◆ Action item
A faithful copy of all the data is the goal; omit the pictures.

◆ Data section
•••••
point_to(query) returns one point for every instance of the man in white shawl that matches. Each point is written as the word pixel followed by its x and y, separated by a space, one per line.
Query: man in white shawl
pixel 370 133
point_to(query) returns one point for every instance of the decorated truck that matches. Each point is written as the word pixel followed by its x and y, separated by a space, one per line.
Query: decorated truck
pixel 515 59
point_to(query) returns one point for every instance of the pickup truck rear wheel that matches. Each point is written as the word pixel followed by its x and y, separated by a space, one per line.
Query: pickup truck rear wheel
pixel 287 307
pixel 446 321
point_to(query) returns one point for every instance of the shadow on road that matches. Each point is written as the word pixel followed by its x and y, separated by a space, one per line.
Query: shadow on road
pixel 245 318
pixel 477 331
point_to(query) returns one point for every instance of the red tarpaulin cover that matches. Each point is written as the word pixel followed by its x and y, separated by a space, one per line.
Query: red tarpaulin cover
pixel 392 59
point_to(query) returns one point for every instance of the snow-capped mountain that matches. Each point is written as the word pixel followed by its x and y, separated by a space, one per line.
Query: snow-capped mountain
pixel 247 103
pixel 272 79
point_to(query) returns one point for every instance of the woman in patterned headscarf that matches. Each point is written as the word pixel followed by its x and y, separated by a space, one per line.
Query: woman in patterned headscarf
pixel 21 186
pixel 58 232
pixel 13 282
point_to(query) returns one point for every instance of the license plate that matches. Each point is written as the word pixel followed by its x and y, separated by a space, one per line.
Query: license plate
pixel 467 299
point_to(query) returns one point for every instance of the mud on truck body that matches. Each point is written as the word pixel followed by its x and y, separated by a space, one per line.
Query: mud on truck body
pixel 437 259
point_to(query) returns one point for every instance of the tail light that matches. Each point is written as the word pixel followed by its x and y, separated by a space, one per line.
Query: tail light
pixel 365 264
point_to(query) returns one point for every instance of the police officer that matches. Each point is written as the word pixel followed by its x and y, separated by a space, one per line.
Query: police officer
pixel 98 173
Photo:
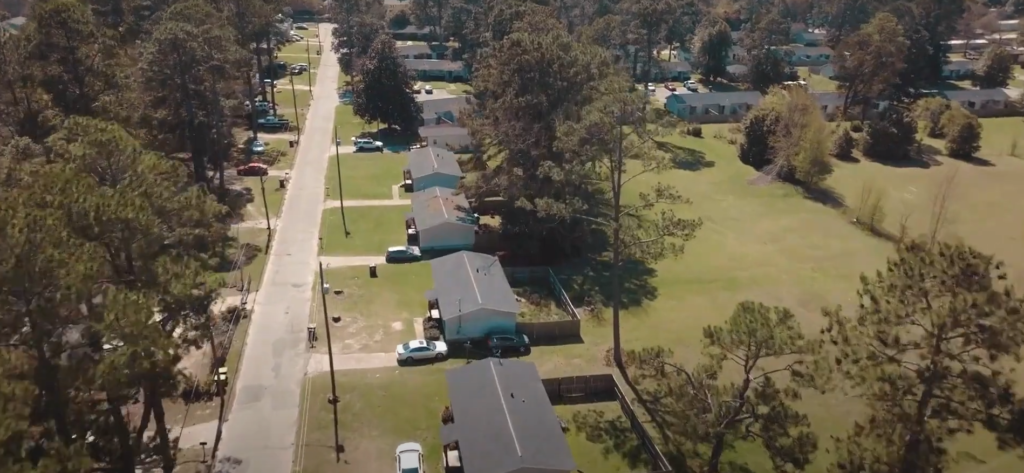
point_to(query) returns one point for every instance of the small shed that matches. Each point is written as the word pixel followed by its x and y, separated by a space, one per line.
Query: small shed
pixel 503 420
pixel 432 167
pixel 440 220
pixel 473 296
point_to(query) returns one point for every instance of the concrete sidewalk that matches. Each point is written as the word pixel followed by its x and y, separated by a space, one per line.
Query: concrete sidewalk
pixel 259 435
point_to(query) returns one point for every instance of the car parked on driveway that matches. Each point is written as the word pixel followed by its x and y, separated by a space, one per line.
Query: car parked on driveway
pixel 508 343
pixel 402 255
pixel 421 349
pixel 253 169
pixel 409 458
pixel 367 144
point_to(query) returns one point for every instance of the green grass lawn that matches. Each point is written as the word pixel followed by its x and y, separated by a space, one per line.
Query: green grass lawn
pixel 377 314
pixel 372 230
pixel 366 175
pixel 378 411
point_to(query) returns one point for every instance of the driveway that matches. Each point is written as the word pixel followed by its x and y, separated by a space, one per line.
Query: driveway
pixel 259 435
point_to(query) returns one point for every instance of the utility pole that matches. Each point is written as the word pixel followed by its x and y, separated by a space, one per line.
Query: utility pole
pixel 341 194
pixel 333 400
pixel 295 104
pixel 266 208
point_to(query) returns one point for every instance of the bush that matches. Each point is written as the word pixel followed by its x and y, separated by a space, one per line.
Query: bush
pixel 963 133
pixel 892 137
pixel 843 145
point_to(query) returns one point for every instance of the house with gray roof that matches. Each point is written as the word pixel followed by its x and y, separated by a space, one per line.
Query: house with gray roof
pixel 446 136
pixel 437 70
pixel 502 421
pixel 472 296
pixel 712 106
pixel 444 111
pixel 431 167
pixel 440 220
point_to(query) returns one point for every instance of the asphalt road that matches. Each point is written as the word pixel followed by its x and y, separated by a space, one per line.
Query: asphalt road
pixel 259 435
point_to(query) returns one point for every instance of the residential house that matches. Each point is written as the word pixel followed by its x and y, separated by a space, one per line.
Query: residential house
pixel 438 70
pixel 502 421
pixel 472 297
pixel 808 55
pixel 677 71
pixel 14 25
pixel 440 220
pixel 444 111
pixel 712 106
pixel 809 38
pixel 983 102
pixel 423 51
pixel 431 167
pixel 413 33
pixel 957 70
pixel 446 136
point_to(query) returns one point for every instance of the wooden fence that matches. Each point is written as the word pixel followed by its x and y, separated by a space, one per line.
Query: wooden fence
pixel 601 388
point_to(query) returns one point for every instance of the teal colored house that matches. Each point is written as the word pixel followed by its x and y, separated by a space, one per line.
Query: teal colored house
pixel 432 167
pixel 712 106
pixel 437 70
pixel 472 296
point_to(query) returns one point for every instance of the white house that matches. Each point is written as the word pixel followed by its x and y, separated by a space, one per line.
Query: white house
pixel 431 167
pixel 473 296
pixel 440 220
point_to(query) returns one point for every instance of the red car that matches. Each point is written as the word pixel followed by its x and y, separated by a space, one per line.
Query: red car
pixel 253 169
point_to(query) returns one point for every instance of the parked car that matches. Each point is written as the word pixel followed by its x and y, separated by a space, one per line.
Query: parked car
pixel 257 147
pixel 273 123
pixel 500 343
pixel 409 458
pixel 253 169
pixel 367 143
pixel 402 254
pixel 421 349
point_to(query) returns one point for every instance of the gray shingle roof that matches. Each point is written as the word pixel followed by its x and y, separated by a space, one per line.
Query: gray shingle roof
pixel 436 205
pixel 504 420
pixel 426 161
pixel 465 282
pixel 717 98
pixel 434 65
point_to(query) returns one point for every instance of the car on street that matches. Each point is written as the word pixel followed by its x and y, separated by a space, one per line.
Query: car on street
pixel 253 169
pixel 409 458
pixel 368 144
pixel 421 349
pixel 508 343
pixel 257 147
pixel 402 255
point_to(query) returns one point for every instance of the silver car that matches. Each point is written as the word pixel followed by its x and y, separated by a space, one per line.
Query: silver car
pixel 409 458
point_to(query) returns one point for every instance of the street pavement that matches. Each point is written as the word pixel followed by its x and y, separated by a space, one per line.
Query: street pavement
pixel 259 435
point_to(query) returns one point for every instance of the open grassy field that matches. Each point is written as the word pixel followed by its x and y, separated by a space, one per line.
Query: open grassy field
pixel 377 313
pixel 372 230
pixel 366 175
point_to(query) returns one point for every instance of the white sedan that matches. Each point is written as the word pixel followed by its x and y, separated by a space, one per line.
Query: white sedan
pixel 421 349
pixel 409 458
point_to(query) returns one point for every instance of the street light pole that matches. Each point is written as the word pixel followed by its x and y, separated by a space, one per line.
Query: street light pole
pixel 333 400
pixel 341 194
pixel 295 105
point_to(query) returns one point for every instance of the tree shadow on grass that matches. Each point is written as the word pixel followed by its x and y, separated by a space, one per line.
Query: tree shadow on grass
pixel 684 158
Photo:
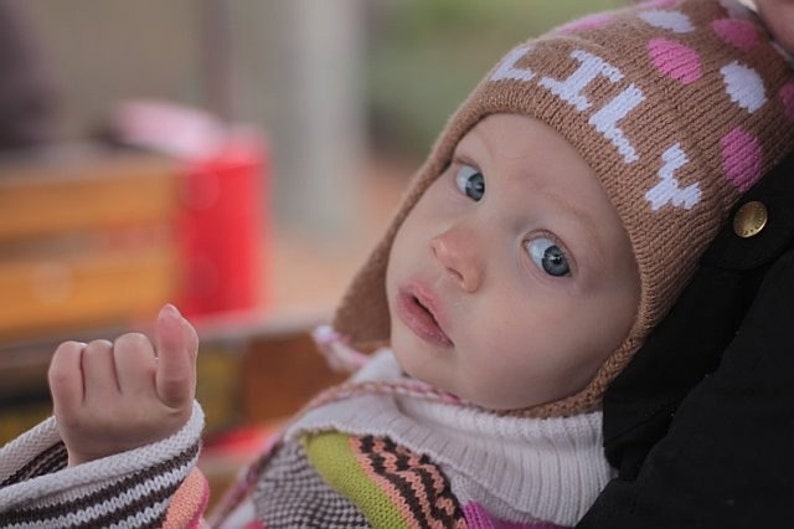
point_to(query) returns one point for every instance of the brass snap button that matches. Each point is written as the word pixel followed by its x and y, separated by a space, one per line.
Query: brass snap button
pixel 750 219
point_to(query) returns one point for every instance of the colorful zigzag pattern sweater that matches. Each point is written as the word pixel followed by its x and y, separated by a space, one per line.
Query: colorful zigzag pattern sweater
pixel 378 451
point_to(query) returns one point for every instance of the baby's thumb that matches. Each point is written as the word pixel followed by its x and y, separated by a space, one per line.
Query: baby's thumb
pixel 177 346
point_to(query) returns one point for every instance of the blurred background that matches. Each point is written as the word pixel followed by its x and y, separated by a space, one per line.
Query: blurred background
pixel 239 157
•••••
◆ Answer to the exercise
point_to(query) returns one point for every instance of the man in white shawl that matches. Each point is written as the word pixel followed by its x and y, separated by a space, one per line.
Query: man in white shawl
pixel 370 133
point_to(query) returns one point for every instance of the decorated truck that matches. Each point is written as the word pixel followed by its x and y, separated by a space, one per line.
Query: decorated truck
pixel 515 59
point_to(query) returns one point for every instance of the pickup truck rear wheel that matches. Each point is written as the word pixel followed by its x and y, separated by a space, one per line.
Query: pickup truck rear wheel
pixel 287 307
pixel 446 321
point_to(query) returns one point for every instance of the shadow on road that matches. Each point is written as the word pixel followed by its x and y, separated by a space, one per line.
Query: shadow on road
pixel 245 318
pixel 477 331
point_to(query) returns one point for every instance of the red tarpaulin cover that matches. Each point is written as the word pixel followed by its x and y, separated by a space, one per line.
Query: red tarpaulin cover
pixel 392 59
point_to(query) returns one point for every instance of the snow-capped mountain that matches. Each point is written as the word pixel followed by its x and y, separated by a space, one per line.
Query: snow-capped mountain
pixel 247 103
pixel 272 79
point_to(query) returns one point for every instance of the woman in patterned headscarf that matches. Each point is written as the word pixel followed by its x and y, separated by a space, one per line.
Query: woman in patterned headscarf
pixel 21 186
pixel 58 232
pixel 13 282
point_to(query) returns one point for every instance of the license plate that matches. Each point is written as the word pixel followed by its x and y, separated by a space, one per line.
Query: license plate
pixel 467 299
point_to(query) returns one point for every instance of the mud on truck body that matches. Each point is written as the word pixel followed by its x and y, separated by a space, one per line.
Query: mud on truck body
pixel 437 259
point_to(query) returns one point for every instance of the tail light that matches. Each point is written as the word pixel followed by its x and y, separated by a space, one per line.
Query: tail light
pixel 365 264
point_to(query) returns one point for every instance of the police officer that matches. Each point is written as the word pixel followed by its x and y, separated by a space, one per line.
Query: police officer
pixel 98 173
Photo:
point_to(query) returns one point for every instance of the small shed that matches. Each point is written as the word pixel followed by its x and y, separated by a space, one per line.
Query: small shed
pixel 503 420
pixel 432 167
pixel 440 220
pixel 473 296
point_to(query) returns one point for every instance of the concrete sidewalk that matches. Each point is written as the word pixel followed by its x and y, separated by a space, one per line.
Query: concrete sidewalk
pixel 259 435
point_to(query) returns one point for every instance of the car parked on driveway that matches. Each point is written as the word pixel followed by its x and y, separated by a space, one per line.
Query: car parked on driveway
pixel 508 343
pixel 402 255
pixel 421 349
pixel 253 169
pixel 409 458
pixel 367 144
point_to(query) returns one point for every instance of the green grass lawn that matches. Each point is written as the word pixel followed by its x and y, separated by a space, one per line.
Query: green grass lawn
pixel 377 314
pixel 372 230
pixel 366 175
pixel 378 411
point_to(query) returns one point for every instance of the driveway that matches. Each point is written as the word pixel followed by its x and y, separated by a space, one per line.
Query: driveway
pixel 259 435
point_to(query) returns one point for every instance of the utility pole that matches. Each point is written as the word pixel followed by its x and y, separated by a space, one per line.
Query: utility pole
pixel 341 194
pixel 333 400
pixel 295 104
pixel 266 208
point_to(query) returns one point for every instance of the bush that matches. Each point is written as the word pixel followed by its x and y, separated by a space, one per line.
Query: bush
pixel 963 133
pixel 892 137
pixel 843 145
point_to(query) returns one point for every instance of the house with gray roof that matches. Each point is written as the word pixel followed by its x and y, separated by a space, one per line.
Query: house with gray roof
pixel 446 136
pixel 437 70
pixel 502 421
pixel 472 296
pixel 712 106
pixel 444 111
pixel 431 167
pixel 440 220
point_to(query) returns one point for every instance of the asphalt road that matches. Each point is written as the word pixel followed by its x and y, separated by a space, one per line.
Query: asphalt road
pixel 259 435
point_to(query) returns one point for every instance of the residential house that matches. Each point is written as the word pixel followed by its x and y, separated by a space, one per line.
Query: residential house
pixel 438 70
pixel 502 421
pixel 472 297
pixel 808 55
pixel 677 71
pixel 14 25
pixel 440 220
pixel 444 111
pixel 712 106
pixel 809 38
pixel 983 102
pixel 423 51
pixel 431 167
pixel 413 33
pixel 957 70
pixel 446 136
point_to(query) returns one point for every instance of the wooden fence that matches. Each point is written as the word pixel followed by its x and y, separated by a space, one per line.
Query: wooden fence
pixel 601 388
point_to(query) returns one point for every instance of the teal colored house that matches. Each point is written as the word pixel followed by its x and y, separated by a space, one per line.
Query: teal colored house
pixel 432 167
pixel 712 106
pixel 437 70
pixel 472 296
point_to(query) returns one point for every instance of the white house that matches. Each point is written as the word pixel followed by its x and y, separated by a space, one per line.
Query: white house
pixel 431 167
pixel 473 296
pixel 440 220
point_to(query) returns one point for every instance of the red car that matches. Each point is written as the word pixel followed by its x and y, separated by a space, one per line.
Query: red car
pixel 253 169
point_to(query) returns one point for every instance of the parked car that matches. Each point is written as the word pixel followed by its x and y, separated by a space, one per line.
Query: parked car
pixel 257 147
pixel 273 123
pixel 500 343
pixel 409 458
pixel 253 169
pixel 367 143
pixel 402 254
pixel 421 349
point_to(query) returns one point for every instance of the gray shingle roof that matches. Each point is written as the word pixel followed by its x and y, separated by a space, one per line.
Query: gray shingle roof
pixel 436 205
pixel 504 420
pixel 426 161
pixel 465 282
pixel 717 98
pixel 434 65
point_to(query) returns one point for every instance of the car on street that matches. Each point is written as the word pixel followed by its x and y, separated by a space, one per line.
Query: car on street
pixel 253 169
pixel 409 458
pixel 368 144
pixel 421 349
pixel 508 343
pixel 257 147
pixel 402 255
point_to(query) returns one point for every instance of the silver car that matches. Each point is written as the word pixel followed by its x and y, separated by a space, one per line.
Query: silver car
pixel 409 458
point_to(query) returns one point for every instance of the street pavement that matches. Each point is written as the word pixel followed by its x and y, separated by a space, one per line.
Query: street pavement
pixel 259 435
point_to(query) returns one point for every instance of the open grassy field that matches. Each point is written as the word pixel followed by its x and y, separated by a space, one per line.
Query: open grassy field
pixel 377 313
pixel 372 230
pixel 366 175
point_to(query) returns one point for every instance of the white sedan that matches. Each point is written as the word pixel followed by its x and y, separated by a space, one per line.
Query: white sedan
pixel 421 349
pixel 409 458
point_to(query) returns one point for every instance of the street light pole that matches. Each point is written as the word pixel followed by its x and y, separated by a space, one per line.
Query: street light pole
pixel 333 400
pixel 341 194
pixel 295 105
point_to(query) returns one point for every instance of the tree shadow on grass that matches. Each point is written as the word pixel followed by its x and y, separated by a space, one per line.
Query: tree shadow on grass
pixel 684 158
Photo:
point_to(query) returns one point for every instance of the brass snap button that matches. Each point is written as the word pixel followed by its x and y, separated by a space, one per line.
Query: brass snap button
pixel 750 219
point_to(query) returns one point for every instance of the colorful zigzag pattern sweater that matches. Each point is written as the word pixel followed by its x and y, separated by a space, one per line.
Query: colorful zigzag pattern sweater
pixel 378 451
point_to(query) returns one point for every instance of the baby's thumb that matches. Each point is written as the word pixel followed by its x and y, separated by a space, one per line.
Query: baby's thumb
pixel 177 346
point_to(query) returns one point for every instance of the blurred background that matches. Each point is written as the word pixel followed by its x and y, separated by a space, one per line.
Query: blurred background
pixel 239 157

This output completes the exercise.